● Prompt
Search the data for the word "form" and copy every line that contains it.

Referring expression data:
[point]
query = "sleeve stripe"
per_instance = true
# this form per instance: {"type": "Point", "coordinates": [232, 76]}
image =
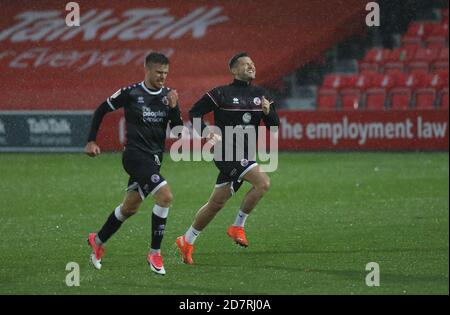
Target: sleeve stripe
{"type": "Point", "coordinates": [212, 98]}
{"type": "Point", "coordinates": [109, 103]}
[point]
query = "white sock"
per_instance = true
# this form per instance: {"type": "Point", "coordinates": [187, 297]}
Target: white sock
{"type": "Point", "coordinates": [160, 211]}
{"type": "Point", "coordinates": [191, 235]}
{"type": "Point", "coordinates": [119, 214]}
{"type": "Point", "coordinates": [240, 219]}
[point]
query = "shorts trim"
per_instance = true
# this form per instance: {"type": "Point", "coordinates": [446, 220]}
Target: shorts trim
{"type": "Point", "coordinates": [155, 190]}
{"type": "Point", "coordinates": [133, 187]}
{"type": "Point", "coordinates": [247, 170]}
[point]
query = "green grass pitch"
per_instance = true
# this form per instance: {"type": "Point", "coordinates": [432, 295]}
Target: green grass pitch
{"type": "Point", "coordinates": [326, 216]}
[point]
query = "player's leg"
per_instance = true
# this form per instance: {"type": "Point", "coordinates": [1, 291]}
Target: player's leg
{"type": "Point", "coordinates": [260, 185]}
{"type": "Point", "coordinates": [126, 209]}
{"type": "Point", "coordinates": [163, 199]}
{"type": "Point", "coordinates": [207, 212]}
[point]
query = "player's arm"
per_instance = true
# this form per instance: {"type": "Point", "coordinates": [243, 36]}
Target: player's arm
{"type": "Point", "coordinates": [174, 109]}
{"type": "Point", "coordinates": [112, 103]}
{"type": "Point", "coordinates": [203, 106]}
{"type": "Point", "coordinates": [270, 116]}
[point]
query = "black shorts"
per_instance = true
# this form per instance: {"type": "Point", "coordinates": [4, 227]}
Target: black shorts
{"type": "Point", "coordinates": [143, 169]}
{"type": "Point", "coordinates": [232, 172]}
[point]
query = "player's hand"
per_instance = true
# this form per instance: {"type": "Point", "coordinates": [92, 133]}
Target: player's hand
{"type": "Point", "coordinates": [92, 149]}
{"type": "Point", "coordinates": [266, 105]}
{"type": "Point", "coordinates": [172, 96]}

--

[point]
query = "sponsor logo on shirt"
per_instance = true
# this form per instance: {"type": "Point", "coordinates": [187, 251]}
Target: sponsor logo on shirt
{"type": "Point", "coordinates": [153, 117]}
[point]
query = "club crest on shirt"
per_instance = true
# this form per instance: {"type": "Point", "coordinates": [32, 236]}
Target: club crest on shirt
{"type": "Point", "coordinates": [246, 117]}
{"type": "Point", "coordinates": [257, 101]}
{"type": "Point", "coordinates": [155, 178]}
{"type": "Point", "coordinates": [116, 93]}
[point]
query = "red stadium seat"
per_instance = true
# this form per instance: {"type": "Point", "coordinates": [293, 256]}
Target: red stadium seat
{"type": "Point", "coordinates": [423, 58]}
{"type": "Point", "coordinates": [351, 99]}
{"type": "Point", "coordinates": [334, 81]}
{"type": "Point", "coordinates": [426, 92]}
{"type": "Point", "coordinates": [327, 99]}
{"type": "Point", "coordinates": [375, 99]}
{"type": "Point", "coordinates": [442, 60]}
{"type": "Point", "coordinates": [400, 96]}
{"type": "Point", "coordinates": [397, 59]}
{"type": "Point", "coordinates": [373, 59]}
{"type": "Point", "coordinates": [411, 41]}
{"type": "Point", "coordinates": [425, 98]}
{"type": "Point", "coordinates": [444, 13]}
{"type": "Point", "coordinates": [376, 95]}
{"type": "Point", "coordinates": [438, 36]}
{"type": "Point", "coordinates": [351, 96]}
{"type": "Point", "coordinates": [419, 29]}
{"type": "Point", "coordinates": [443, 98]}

...

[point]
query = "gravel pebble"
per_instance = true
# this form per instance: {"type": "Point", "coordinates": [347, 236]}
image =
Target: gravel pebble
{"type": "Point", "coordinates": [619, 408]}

● Response box
# this form per instance: {"type": "Point", "coordinates": [232, 76]}
# this form per instance: {"type": "Point", "coordinates": [187, 297]}
# this form per instance: {"type": "Point", "coordinates": [446, 220]}
# this form per instance: {"type": "Point", "coordinates": [432, 295]}
# this form per instance: {"type": "Point", "coordinates": [1, 291]}
# this form per instance: {"type": "Point", "coordinates": [243, 36]}
# this form per instance: {"type": "Point", "coordinates": [4, 227]}
# this form per instance: {"type": "Point", "coordinates": [92, 133]}
# this form per instance: {"type": "Point", "coordinates": [187, 251]}
# this form per instance: {"type": "Point", "coordinates": [32, 236]}
# this form per instance: {"type": "Point", "coordinates": [293, 256]}
# this form per instance: {"type": "Point", "coordinates": [347, 236]}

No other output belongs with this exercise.